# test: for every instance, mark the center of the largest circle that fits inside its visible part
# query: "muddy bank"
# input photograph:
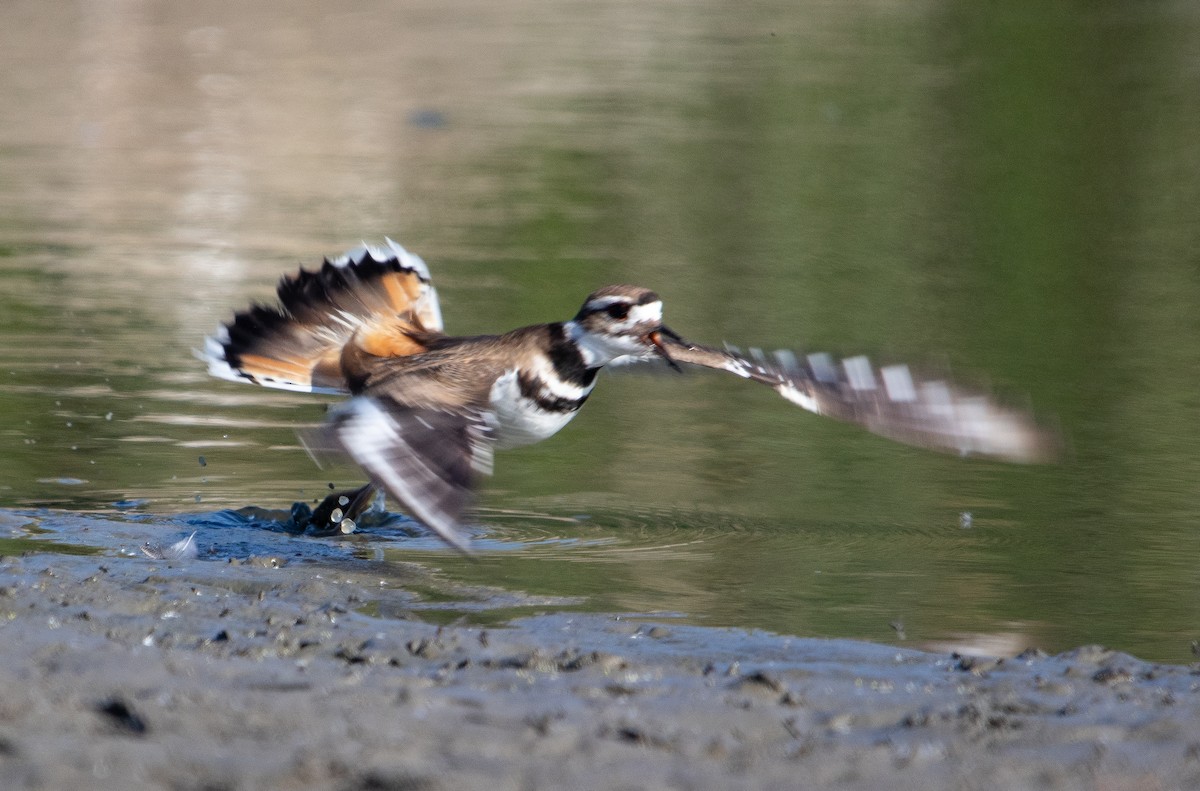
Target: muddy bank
(121, 671)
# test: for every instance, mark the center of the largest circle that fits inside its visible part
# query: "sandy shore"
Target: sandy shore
(120, 671)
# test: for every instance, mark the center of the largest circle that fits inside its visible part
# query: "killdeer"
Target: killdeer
(429, 408)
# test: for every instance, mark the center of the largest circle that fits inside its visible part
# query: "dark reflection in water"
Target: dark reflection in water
(1009, 191)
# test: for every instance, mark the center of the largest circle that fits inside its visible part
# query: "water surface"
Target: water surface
(1008, 192)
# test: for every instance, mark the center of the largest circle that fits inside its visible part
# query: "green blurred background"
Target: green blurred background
(1011, 190)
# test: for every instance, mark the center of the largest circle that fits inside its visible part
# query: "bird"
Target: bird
(427, 409)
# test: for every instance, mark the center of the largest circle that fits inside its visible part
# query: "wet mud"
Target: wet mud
(311, 667)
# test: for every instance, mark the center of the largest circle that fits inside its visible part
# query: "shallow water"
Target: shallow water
(1007, 192)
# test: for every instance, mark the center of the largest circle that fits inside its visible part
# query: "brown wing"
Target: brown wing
(891, 401)
(378, 297)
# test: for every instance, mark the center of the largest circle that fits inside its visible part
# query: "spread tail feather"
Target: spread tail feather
(378, 297)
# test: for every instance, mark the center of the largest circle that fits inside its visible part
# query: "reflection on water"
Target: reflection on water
(1011, 189)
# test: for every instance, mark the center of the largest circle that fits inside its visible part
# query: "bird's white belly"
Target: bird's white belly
(520, 420)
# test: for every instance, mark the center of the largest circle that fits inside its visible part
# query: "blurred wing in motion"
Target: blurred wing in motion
(426, 459)
(891, 401)
(379, 298)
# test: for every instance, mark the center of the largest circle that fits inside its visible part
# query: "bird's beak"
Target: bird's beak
(655, 340)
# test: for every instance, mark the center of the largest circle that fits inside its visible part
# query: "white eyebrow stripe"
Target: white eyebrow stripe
(858, 372)
(647, 312)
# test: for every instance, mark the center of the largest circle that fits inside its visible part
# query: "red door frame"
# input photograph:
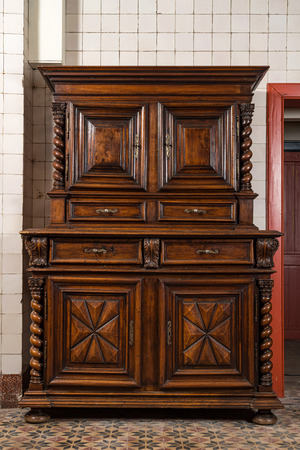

__________________________________________________

> [EXERCISE DESCRIPTION] Report each line of the entries above that contains the string "spread", treating uppercase and lowercase letters as different.

> [OUTPUT BELOW]
# query: "spread tail feather"
Target: spread tail feather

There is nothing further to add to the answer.